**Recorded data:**
*** Begin section ***
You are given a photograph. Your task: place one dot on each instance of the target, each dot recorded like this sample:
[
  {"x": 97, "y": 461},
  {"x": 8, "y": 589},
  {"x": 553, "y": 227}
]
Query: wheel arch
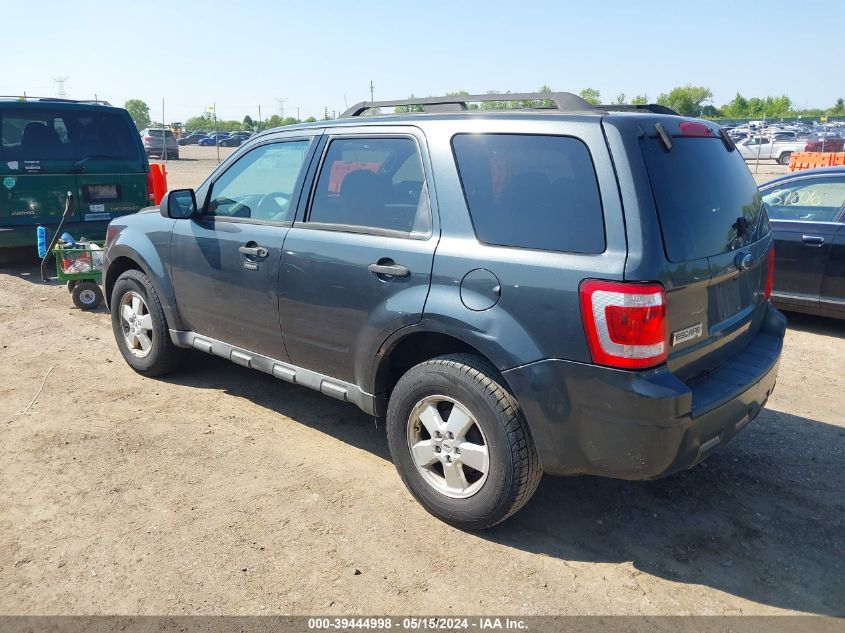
[
  {"x": 415, "y": 345},
  {"x": 121, "y": 258}
]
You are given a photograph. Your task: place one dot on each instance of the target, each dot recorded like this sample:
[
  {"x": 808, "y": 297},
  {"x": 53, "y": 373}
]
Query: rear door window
[
  {"x": 527, "y": 191},
  {"x": 707, "y": 201},
  {"x": 809, "y": 200},
  {"x": 47, "y": 134}
]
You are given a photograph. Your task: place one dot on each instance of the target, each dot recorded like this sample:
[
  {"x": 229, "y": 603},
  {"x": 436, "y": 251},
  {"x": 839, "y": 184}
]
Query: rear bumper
[
  {"x": 593, "y": 420},
  {"x": 16, "y": 236}
]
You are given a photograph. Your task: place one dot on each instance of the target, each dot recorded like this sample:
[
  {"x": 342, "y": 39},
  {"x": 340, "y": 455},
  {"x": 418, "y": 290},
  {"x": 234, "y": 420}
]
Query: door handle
[
  {"x": 254, "y": 251},
  {"x": 389, "y": 270}
]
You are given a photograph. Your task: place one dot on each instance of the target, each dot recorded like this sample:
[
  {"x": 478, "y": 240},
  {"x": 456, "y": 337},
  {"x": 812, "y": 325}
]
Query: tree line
[{"x": 687, "y": 100}]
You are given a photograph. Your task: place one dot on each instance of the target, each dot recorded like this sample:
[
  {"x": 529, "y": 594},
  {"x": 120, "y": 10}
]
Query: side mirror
[{"x": 179, "y": 204}]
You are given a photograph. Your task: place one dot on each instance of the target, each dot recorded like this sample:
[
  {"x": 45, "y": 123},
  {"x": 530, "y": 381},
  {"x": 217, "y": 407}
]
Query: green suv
[{"x": 50, "y": 147}]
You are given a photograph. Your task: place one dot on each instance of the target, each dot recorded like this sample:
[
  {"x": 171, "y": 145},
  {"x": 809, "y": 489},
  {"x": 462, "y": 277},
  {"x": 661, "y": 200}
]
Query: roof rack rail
[
  {"x": 656, "y": 108},
  {"x": 456, "y": 103},
  {"x": 56, "y": 99}
]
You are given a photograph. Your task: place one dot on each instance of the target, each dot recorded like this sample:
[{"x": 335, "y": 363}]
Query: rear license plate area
[{"x": 101, "y": 193}]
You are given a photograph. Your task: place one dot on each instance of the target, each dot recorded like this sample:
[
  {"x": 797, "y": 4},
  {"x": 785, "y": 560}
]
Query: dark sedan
[{"x": 807, "y": 214}]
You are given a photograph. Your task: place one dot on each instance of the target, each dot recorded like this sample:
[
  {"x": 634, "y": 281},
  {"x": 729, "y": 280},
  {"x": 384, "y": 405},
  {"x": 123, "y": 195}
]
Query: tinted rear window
[
  {"x": 41, "y": 134},
  {"x": 537, "y": 192},
  {"x": 701, "y": 191}
]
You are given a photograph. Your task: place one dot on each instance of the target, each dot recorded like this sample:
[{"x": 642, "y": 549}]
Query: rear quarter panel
[{"x": 538, "y": 313}]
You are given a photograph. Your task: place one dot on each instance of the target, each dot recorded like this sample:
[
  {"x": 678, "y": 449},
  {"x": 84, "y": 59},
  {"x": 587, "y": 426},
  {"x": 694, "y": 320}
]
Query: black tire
[
  {"x": 514, "y": 469},
  {"x": 86, "y": 295},
  {"x": 163, "y": 356}
]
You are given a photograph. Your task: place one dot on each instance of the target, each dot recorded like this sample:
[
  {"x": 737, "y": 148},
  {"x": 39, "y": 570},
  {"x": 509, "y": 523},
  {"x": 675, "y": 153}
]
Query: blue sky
[{"x": 316, "y": 54}]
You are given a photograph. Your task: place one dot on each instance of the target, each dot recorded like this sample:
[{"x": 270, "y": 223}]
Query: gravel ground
[{"x": 219, "y": 490}]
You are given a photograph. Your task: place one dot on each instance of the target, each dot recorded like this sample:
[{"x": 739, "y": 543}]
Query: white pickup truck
[{"x": 769, "y": 149}]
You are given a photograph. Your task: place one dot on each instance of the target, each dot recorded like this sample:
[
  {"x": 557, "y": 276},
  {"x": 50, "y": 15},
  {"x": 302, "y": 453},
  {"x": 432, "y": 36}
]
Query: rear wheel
[
  {"x": 140, "y": 327},
  {"x": 460, "y": 442},
  {"x": 86, "y": 295}
]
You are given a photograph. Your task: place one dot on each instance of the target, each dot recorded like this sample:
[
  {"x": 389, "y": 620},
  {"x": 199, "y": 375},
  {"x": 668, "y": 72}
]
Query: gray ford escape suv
[{"x": 570, "y": 290}]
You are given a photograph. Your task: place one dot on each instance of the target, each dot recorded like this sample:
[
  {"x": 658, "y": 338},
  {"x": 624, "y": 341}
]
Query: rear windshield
[
  {"x": 706, "y": 198},
  {"x": 40, "y": 134}
]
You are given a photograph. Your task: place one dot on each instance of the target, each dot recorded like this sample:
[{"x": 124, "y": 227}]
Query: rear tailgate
[
  {"x": 716, "y": 242},
  {"x": 108, "y": 189}
]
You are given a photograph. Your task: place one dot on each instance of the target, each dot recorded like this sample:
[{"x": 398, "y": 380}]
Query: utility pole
[
  {"x": 163, "y": 131},
  {"x": 60, "y": 87},
  {"x": 281, "y": 101}
]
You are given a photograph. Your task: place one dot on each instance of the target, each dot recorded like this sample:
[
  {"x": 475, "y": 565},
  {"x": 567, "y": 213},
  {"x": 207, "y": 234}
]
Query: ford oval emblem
[{"x": 744, "y": 260}]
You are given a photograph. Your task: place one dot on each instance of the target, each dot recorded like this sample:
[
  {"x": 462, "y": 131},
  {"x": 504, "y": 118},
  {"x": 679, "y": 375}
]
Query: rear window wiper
[
  {"x": 81, "y": 162},
  {"x": 664, "y": 136}
]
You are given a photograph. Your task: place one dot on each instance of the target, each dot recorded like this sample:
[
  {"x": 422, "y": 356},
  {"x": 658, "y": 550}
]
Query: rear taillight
[
  {"x": 770, "y": 272},
  {"x": 625, "y": 323},
  {"x": 150, "y": 188}
]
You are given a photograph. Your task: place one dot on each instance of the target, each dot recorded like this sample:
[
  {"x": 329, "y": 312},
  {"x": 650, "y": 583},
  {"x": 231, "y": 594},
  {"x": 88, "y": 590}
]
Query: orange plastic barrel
[{"x": 159, "y": 174}]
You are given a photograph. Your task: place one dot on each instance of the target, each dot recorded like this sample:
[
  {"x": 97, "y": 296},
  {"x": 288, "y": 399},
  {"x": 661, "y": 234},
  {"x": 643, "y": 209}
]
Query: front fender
[{"x": 145, "y": 242}]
*** End section ***
**What this task involves:**
Please print all the lines above exactly as given and leave out every picture.

**Written response:**
You are given a photograph. Your task: place one dot on each instance of the target, each dot recorded like this sample:
[
  {"x": 97, "y": 461},
  {"x": 8, "y": 589},
  {"x": 553, "y": 227}
]
Query: wheel arch
[
  {"x": 415, "y": 345},
  {"x": 121, "y": 258}
]
You are given a photograph. Your task: place one dot on each instance of the target, each dot recorded like this sample:
[
  {"x": 808, "y": 297},
  {"x": 53, "y": 373}
]
Query: rear door window
[
  {"x": 527, "y": 191},
  {"x": 707, "y": 201},
  {"x": 809, "y": 200},
  {"x": 47, "y": 134}
]
You are given a photograph. Your task: place one dot on each instance of the target, each dot recorded like this sample:
[
  {"x": 229, "y": 603},
  {"x": 436, "y": 251},
  {"x": 839, "y": 184}
]
Query: rear bumper
[
  {"x": 593, "y": 420},
  {"x": 16, "y": 236}
]
You are given a photograph. Your task: place one dot on each instance of the target, each dot recorded like this sample:
[
  {"x": 342, "y": 39},
  {"x": 340, "y": 455},
  {"x": 418, "y": 290},
  {"x": 234, "y": 420}
]
Query: door handle
[
  {"x": 254, "y": 251},
  {"x": 389, "y": 270}
]
You are given a photograph. Your task: place one dot on each instance of the target, each dot recorded like this sample:
[
  {"x": 478, "y": 240},
  {"x": 456, "y": 337},
  {"x": 812, "y": 325}
]
Query: tree line
[{"x": 687, "y": 100}]
You are given a photograph. Your task: place one dot on each instance of the target, each dot recorded like this sample:
[
  {"x": 529, "y": 594},
  {"x": 120, "y": 10}
]
Query: side mirror
[{"x": 179, "y": 204}]
You are given a photograph. Your task: place one dot on each instance of the target, each dot recorded like this sample:
[
  {"x": 45, "y": 123},
  {"x": 530, "y": 381},
  {"x": 217, "y": 407}
]
Query: green suv
[{"x": 50, "y": 147}]
You are given a photograph. Your task: place one dot on each instance of the target, each dot recorded like this sample:
[
  {"x": 171, "y": 145},
  {"x": 809, "y": 489},
  {"x": 462, "y": 277},
  {"x": 661, "y": 200}
]
Query: roof rack rail
[
  {"x": 656, "y": 108},
  {"x": 456, "y": 103},
  {"x": 56, "y": 99}
]
You are given a photograph. Your task: place one dot on each instance of the target, each dot recorded like this sample:
[{"x": 335, "y": 363}]
Query: rear license plate area
[{"x": 101, "y": 193}]
You are given a photograph. Your task: place one dot on each instance of the target, each dot recorded like this sample:
[
  {"x": 797, "y": 4},
  {"x": 785, "y": 560}
]
Query: dark sedan
[{"x": 807, "y": 214}]
You are given a photograph. Your task: place one dot on each instance of the target, each dot recorded like this sample:
[
  {"x": 634, "y": 281},
  {"x": 729, "y": 280},
  {"x": 384, "y": 405},
  {"x": 123, "y": 195}
]
Query: tinted rear window
[
  {"x": 41, "y": 134},
  {"x": 537, "y": 192},
  {"x": 701, "y": 191}
]
You are given a photograph. Your task: place one dot on each instance of the target, each dot recorded like this sample:
[{"x": 642, "y": 549}]
Query: rear quarter panel
[{"x": 538, "y": 313}]
You are given a photograph. Your task: place one dot on each instance of the target, each dot recorded like this sample:
[
  {"x": 678, "y": 449},
  {"x": 84, "y": 59},
  {"x": 587, "y": 426},
  {"x": 694, "y": 320}
]
Query: black tire
[
  {"x": 514, "y": 469},
  {"x": 86, "y": 295},
  {"x": 163, "y": 356}
]
You are given a photograph. Your task: place one dot on each instance of the target, each dot recorded like this sample:
[
  {"x": 737, "y": 148},
  {"x": 39, "y": 570},
  {"x": 509, "y": 523},
  {"x": 675, "y": 153}
]
Query: blue sky
[{"x": 316, "y": 54}]
You are given a photograph. Your task: place one dot on each instance of the target, each dot recorded like this sample:
[{"x": 270, "y": 223}]
Query: gravel ground
[{"x": 219, "y": 490}]
You are given a photograph. Your task: place one dot on each instance of the target, each dot recorded like this sample:
[{"x": 739, "y": 543}]
Query: white pickup truck
[{"x": 769, "y": 149}]
You are given a photograph. Your task: place one dot on each instance of the target, each dot recorded like this sample:
[
  {"x": 557, "y": 276},
  {"x": 50, "y": 15},
  {"x": 302, "y": 453},
  {"x": 432, "y": 36}
]
Query: rear wheel
[
  {"x": 140, "y": 327},
  {"x": 460, "y": 442},
  {"x": 86, "y": 295}
]
You are given a photograph. Your task: place one dot on each instance of the target, each dot recorded like this sample:
[
  {"x": 389, "y": 620},
  {"x": 199, "y": 375},
  {"x": 668, "y": 72}
]
Query: gray ford escape suv
[{"x": 570, "y": 290}]
You are given a photograph. Your task: place one dot on each instance of the target, each dot recorded like this sample:
[
  {"x": 658, "y": 338},
  {"x": 624, "y": 341}
]
Query: rear windshield
[
  {"x": 706, "y": 198},
  {"x": 40, "y": 134}
]
You are given a photograph. Your task: place one dot on each instance of the target, each dot recorded like this sample:
[{"x": 124, "y": 227}]
Query: rear tailgate
[
  {"x": 716, "y": 242},
  {"x": 108, "y": 189}
]
You are given a photograph. Your task: place one dot on each instance of the target, each dot recorded like this sample:
[{"x": 398, "y": 380}]
Query: utility pole
[
  {"x": 163, "y": 131},
  {"x": 60, "y": 87},
  {"x": 281, "y": 101}
]
You are given a photograph. Your task: place one dot on each instance of the target, each dot recorded like this sample:
[
  {"x": 475, "y": 565},
  {"x": 567, "y": 213},
  {"x": 207, "y": 234}
]
Query: ford oval emblem
[{"x": 744, "y": 260}]
You are given a photograph. Your task: place one dot on each instance of the target, each dot recorded like this sample:
[
  {"x": 462, "y": 131},
  {"x": 504, "y": 118},
  {"x": 679, "y": 375}
]
Query: rear window wiper
[
  {"x": 81, "y": 162},
  {"x": 664, "y": 136}
]
You are given a photograph. Your task: place one dot on each instance of the target, each dot recorded like this sample:
[
  {"x": 422, "y": 356},
  {"x": 658, "y": 550}
]
Query: rear taillight
[
  {"x": 770, "y": 272},
  {"x": 625, "y": 323},
  {"x": 150, "y": 188}
]
You are given a photograph. Your task: place one dot on each instance of the target, each dot recorded like this sample:
[
  {"x": 329, "y": 312},
  {"x": 650, "y": 583},
  {"x": 231, "y": 594},
  {"x": 88, "y": 590}
]
Query: orange plastic barrel
[{"x": 159, "y": 174}]
You are given a photograph. Your task: place one dot on each instance of the target, each dot recorded like this sample:
[
  {"x": 97, "y": 296},
  {"x": 288, "y": 399},
  {"x": 661, "y": 234},
  {"x": 643, "y": 209}
]
Query: front fender
[{"x": 145, "y": 242}]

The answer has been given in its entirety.